— Exercise goal —
Render every line of the entries below as a numbered list, omitting any blank lines.

═══ Data to use

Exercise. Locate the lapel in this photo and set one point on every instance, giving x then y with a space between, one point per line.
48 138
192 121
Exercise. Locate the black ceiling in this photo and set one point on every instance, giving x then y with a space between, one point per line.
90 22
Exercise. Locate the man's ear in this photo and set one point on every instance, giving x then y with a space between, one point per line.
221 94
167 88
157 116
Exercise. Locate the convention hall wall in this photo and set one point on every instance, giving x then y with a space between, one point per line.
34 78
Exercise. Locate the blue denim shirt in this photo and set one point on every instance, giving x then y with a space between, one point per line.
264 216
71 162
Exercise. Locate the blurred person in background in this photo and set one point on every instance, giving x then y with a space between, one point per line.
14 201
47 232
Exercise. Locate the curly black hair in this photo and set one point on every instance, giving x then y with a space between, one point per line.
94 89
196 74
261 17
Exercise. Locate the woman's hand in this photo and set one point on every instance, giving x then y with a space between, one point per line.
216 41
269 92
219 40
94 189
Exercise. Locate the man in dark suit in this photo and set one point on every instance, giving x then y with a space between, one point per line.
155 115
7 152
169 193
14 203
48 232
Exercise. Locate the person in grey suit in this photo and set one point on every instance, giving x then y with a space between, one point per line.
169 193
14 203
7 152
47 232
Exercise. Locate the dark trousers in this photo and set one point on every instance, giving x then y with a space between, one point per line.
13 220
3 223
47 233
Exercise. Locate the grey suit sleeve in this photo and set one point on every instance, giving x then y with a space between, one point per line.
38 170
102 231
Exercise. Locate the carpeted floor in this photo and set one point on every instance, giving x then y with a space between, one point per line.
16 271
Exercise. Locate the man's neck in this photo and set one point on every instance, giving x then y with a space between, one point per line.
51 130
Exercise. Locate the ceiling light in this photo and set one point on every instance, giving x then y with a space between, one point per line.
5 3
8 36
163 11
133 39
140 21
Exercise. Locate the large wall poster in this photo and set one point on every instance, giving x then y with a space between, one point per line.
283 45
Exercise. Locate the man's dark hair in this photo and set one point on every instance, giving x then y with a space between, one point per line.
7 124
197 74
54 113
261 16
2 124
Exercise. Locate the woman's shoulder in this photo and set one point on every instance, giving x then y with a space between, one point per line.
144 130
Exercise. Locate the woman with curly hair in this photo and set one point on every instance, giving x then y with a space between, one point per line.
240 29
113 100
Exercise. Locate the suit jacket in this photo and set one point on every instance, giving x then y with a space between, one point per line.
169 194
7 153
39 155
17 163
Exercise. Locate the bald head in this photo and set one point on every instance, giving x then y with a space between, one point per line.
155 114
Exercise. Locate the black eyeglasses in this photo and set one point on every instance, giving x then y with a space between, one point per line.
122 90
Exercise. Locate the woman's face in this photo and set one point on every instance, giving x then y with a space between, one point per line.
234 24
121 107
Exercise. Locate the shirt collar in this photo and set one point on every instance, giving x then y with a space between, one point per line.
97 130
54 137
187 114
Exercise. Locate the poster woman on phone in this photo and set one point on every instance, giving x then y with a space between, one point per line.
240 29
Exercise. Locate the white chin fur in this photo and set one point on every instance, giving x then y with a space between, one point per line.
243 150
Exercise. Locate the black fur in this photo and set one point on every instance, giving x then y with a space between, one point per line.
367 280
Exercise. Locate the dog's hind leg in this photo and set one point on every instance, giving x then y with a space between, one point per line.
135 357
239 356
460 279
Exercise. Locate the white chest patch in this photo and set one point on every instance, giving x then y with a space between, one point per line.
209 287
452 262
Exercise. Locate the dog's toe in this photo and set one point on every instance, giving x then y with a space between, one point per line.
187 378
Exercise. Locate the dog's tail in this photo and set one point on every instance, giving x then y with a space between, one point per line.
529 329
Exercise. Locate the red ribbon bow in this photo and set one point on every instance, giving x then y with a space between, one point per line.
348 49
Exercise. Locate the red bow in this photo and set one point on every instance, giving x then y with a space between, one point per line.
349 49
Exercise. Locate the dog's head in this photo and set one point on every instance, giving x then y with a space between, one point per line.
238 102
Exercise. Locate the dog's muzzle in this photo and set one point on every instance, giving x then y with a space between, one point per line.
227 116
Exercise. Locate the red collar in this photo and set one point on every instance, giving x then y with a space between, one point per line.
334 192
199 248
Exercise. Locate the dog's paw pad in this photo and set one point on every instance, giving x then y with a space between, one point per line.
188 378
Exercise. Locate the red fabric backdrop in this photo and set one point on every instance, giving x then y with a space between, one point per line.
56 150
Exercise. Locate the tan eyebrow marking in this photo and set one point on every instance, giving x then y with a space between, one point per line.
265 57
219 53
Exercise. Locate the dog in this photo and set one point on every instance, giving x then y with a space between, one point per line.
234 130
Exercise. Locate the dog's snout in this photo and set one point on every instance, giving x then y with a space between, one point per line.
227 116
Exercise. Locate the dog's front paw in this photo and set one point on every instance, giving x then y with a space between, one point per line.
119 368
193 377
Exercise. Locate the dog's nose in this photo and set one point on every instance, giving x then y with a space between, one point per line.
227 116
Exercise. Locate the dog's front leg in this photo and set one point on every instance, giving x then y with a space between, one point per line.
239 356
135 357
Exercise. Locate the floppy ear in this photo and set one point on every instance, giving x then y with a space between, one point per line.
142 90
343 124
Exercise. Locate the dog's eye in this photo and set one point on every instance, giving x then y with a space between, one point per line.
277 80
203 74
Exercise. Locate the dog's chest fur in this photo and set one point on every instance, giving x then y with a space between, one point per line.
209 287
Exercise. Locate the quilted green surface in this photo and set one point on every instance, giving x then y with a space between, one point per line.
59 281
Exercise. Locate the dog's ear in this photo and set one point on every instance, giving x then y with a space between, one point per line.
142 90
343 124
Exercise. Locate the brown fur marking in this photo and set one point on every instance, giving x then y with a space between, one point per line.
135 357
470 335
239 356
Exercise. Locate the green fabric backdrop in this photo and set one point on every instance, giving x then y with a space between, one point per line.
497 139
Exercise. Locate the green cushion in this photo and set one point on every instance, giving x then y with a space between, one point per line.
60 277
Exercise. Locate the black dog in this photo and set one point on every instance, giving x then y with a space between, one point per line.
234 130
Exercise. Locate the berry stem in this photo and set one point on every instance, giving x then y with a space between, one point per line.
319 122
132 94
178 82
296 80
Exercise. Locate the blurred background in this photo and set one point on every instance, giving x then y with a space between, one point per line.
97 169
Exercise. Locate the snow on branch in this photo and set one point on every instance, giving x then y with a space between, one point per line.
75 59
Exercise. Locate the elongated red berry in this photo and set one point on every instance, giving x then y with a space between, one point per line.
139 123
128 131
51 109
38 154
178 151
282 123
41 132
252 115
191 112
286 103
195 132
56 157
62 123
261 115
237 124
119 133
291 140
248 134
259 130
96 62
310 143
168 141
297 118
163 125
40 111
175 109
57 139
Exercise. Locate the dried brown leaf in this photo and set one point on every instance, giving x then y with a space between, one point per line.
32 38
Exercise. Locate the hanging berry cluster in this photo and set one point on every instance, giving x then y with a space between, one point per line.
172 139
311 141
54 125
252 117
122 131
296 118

══════

— Solution to the exercise —
1. Exercise. Locate the lapel in this photo and set one point on every instance, giving x then y with a space between, one point per line.
2. 48 138
3. 192 121
4. Exercise. Locate the black ceiling in this photo and set one point on every instance, giving x then y with a space between, one point per line.
5. 90 22
6. Exercise. Locate the man's ear in this photo and set one point on every instance, giving x then y with a space between, one point per line.
7. 221 94
8. 167 88
9. 157 116
10. Exercise. Locate the convention hall wall in this photo and set one point on every instance, giving x then y with a space between, one point per line.
11. 34 78
12. Exercise. Locate the blue denim shirt in this photo and set one point on every instance, giving x then y with a space between, one point per line.
13. 264 216
14. 71 162
15. Exercise. Locate the blurred person in background in this photo and set one point on every instance, giving x then y with a space between, one point per line.
16. 14 201
17. 47 232
18. Exercise. Locate the curly black hair in this photo and set one point on every instance, giving x then y with a space between, one point per line.
19. 94 89
20. 196 74
21. 261 17
22. Exercise. Locate the woman's hand in this photo and set one point on every instance, giving x then y with a space between, one point per line.
23. 216 41
24. 269 92
25. 219 40
26. 94 189
27. Exercise. Locate the man in dark suit in this photo and set one point on every instance, giving x then y with a space between, one point per line.
28. 155 115
29. 7 152
30. 169 193
31. 14 203
32. 48 232
33. Exercise. Locate the person in grey suit in this photo and set one point on every instance, giving x then y with a space between, one point per line.
34. 169 193
35. 14 203
36. 7 152
37. 47 232
38. Exercise. Locate the dark trousers in this photo and set one point on every instance, giving x then y with a space between, one point per line.
39. 13 220
40. 3 223
41. 47 233
42. Exercise. Locate the grey suit sleeve in this photo and set one point on every instance, giving x then y with a space between, one point per line.
43. 38 170
44. 102 231
45. Exercise. Locate the carpeted floor in this photo and set one point on every instance, giving x then y with a space between, one point per line.
46. 16 271
47. Exercise. Locate the man's neck in this photo and set one point on every instance, giving x then y with a space between, one point per line.
48. 51 130
49. Exercise. Locate the ceiling light in this photo and set one point on every instance, giving x then y with a space between, one point per line.
50. 5 3
51. 8 36
52. 163 11
53. 133 39
54. 140 21
55. Exercise. Locate the large wall poster in this photo and set one point on every instance, giving x then y with a space between, one point per line.
56. 283 45
57. Exercise. Locate the man's dark hair in this photo and set one point on every instance, giving x then y with a space between, one point per line.
58. 7 124
59. 197 74
60. 54 113
61. 261 16
62. 2 124
63. Exercise. Locate the woman's shoulder in this photo and set one point on every instance, giving x then y with a space between, one point per line.
64. 144 130
65. Exercise. Locate the woman with curly hair in this photo and set one point on every instance, giving x then y with a space between, one point per line.
66. 240 29
67. 113 100
68. Exercise. Locate the suit jacket in this photo and set one point on every instance, giving x then y with a space between, one point per line.
69. 169 194
70. 7 153
71. 39 155
72. 17 163
73. Exercise. Locate the bald head in this photo and set one point on every instance, giving x then y with a space between, one point per line.
74. 155 114
75. Exercise. Locate the black eyeglasses in this photo and set one point on every instance, giving x then y with a space between, one point per line.
76. 122 90
77. Exercise. Locate the woman's face in this photo and set one point on every instance, giving x then y with a space between, one point per line.
78. 234 24
79. 121 107
80. Exercise. Locate the shirt collar in this photo and set one point on every instance, giving x then y with a space between, one point per line.
81. 97 130
82. 54 137
83. 187 114
84. Exercise. Locate the poster woman on phone in this photo and set one point on every instance, giving x then y with a space between, one point per line.
85. 240 29
86. Exercise. Locate the white chin fur in this photo and set one point on every instance, giving x then y with a space between, one point per line.
87. 243 150
88. Exercise. Locate the black fur in this photo and set one point on every instance, giving x then y with a space between, one point per line.
89. 367 280
90. Exercise. Locate the dog's hind leg in this photo and set one point on every instance, giving x then y with a space between, one point per line.
91. 135 357
92. 239 356
93. 460 279
94. Exercise. Locate the white chest patch in this photo and set one point on every instance, giving x then y with a space between, one point per line.
95. 209 287
96. 452 262
97. Exercise. Locate the dog's toe in this photo and set one point on every instance, giving x then y with a space between, one point per line.
98. 187 378
99. Exercise. Locate the dog's tail in this photo and set one point on every instance, giving x then y with a space between, one point per line.
100. 529 329
101. Exercise. Locate the red ribbon bow in this photo and set one point on every instance, giving x then y with a space between, one point per line.
102. 348 49
103. Exercise. Locate the red bow in this photo and set one point on every instance, giving x then y with a space between, one point per line.
104. 349 49
105. Exercise. Locate the dog's head in this photo and set one point on every instance, giving x then y with a space between, one point per line.
106. 238 102
107. Exercise. Locate the dog's muzzle in this photo and set one point on every instance, giving x then y with a space between, one point per line.
108. 227 116
109. Exercise. Locate the red collar in this photo and set one point on every instance, giving x then y with a space between, one point per line.
110. 334 192
111. 199 248
112. Exercise. Locate the dog's paw pad in this photo and set one point on every instance, giving x then y with a space between, one point per line.
113. 188 378
114. Exercise. Locate the red fabric backdrop in this photo and set one point on every instance, giving x then y with a space between, one point per line.
115. 56 150
116. Exercise. Locate the tan eyebrow marking in this photo and set one point on every instance, giving x then y with a space between, one point per line.
117. 265 57
118. 219 53
119. Exercise. Locate the dog in this photo and set one point on every instance, giving x then y with a space between, one point per line.
120. 234 130
121. Exercise. Locate the dog's snout in this photo and set one point on every instance, giving x then y with a space between, one point per line.
122. 227 116
123. Exercise. Locate the dog's front paw in this photo and set one point on every instance, giving x then y with a space between, one point per line.
124. 119 368
125. 193 377
126. Exercise. Locate the dog's nose in this photo and set one point on every instance, giving x then y with a space between, one point per line.
127. 227 116
128. Exercise. Locate the dog's front leg in this photo and set one point on every instance, giving x then y with a space between, one point per line.
129. 239 356
130. 135 357
131. Exercise. Locate the floppy ear in this photo and set one point on every instance, giving x then y with a space between, one point per line.
132. 142 90
133. 343 124
134. Exercise. Locate the dog's eye in this photo and set one point on every instance, giving x then y with a space between, one point per line.
135. 277 80
136. 203 74
137. Exercise. Locate the dog's chest fur in this photo and set one point on every instance, giving x then y with a space between, one point per line.
138. 209 287
139. Exercise. Locate the quilted green surface in this photo and set one point on every instance, giving x then y with a space between, one point per line.
140. 59 281
141. Exercise. Locate the dog's ear in this photo and set one point on every instance, giving x then y with a space between, one point per line.
142. 142 90
143. 343 124
144. Exercise. Locate the brown fur marking in this photo and set one point on every instance, giving x then y with a space between, one point per line.
145. 135 357
146. 470 335
147. 239 356
148. Exercise. Locate the green fabric backdrop in this photo and set one point on every instance, giving x then y with a space between, one point per line.
149. 497 139
150. Exercise. Locate the green cushion in this photo and set one point on every instance, giving x then y with a space between, one point per line.
151. 60 277
152. Exercise. Locate the black dog in this photo and set one point on every instance, giving x then y with a space between, one point per line.
153. 234 130
154. Exercise. Locate the berry stem in this photo and set one point on every instance, giving x then y with a space between, one point per line.
155. 319 122
156. 132 94
157. 178 82
158. 296 80
159. Exercise. Locate the blurred background in this photo and set one point on every instance, giving x then y with a space between, one point per line.
160. 97 169
161. Exercise. Locate the snow on branch in this photo and set one point on every instance, giving x then y with a space between, one point per line.
162. 75 59
163. Exercise. Locate the elongated red berry in this photo and set one point on every instance, giving x then y with a space between, one point per line.
164. 139 123
165. 128 131
166. 51 109
167. 38 154
168. 178 151
169. 282 123
170. 41 132
171. 252 115
172. 191 112
173. 286 103
174. 195 132
175. 56 157
176. 62 123
177. 261 115
178. 237 124
179. 119 133
180. 291 140
181. 248 134
182. 259 130
183. 96 62
184. 310 143
185. 168 141
186. 297 118
187. 163 125
188. 40 111
189. 175 109
190. 57 139
191. Exercise. Locate the dried brown leaf in this photo and set one point on every instance, giving x then y with a space between, one point per line.
192. 32 38
193. Exercise. Locate the hanging berry cluster in this photo and set one point on every instance, giving x then y with a space between, one point per line.
194. 172 139
195. 311 141
196. 54 125
197. 252 117
198. 122 131
199. 296 118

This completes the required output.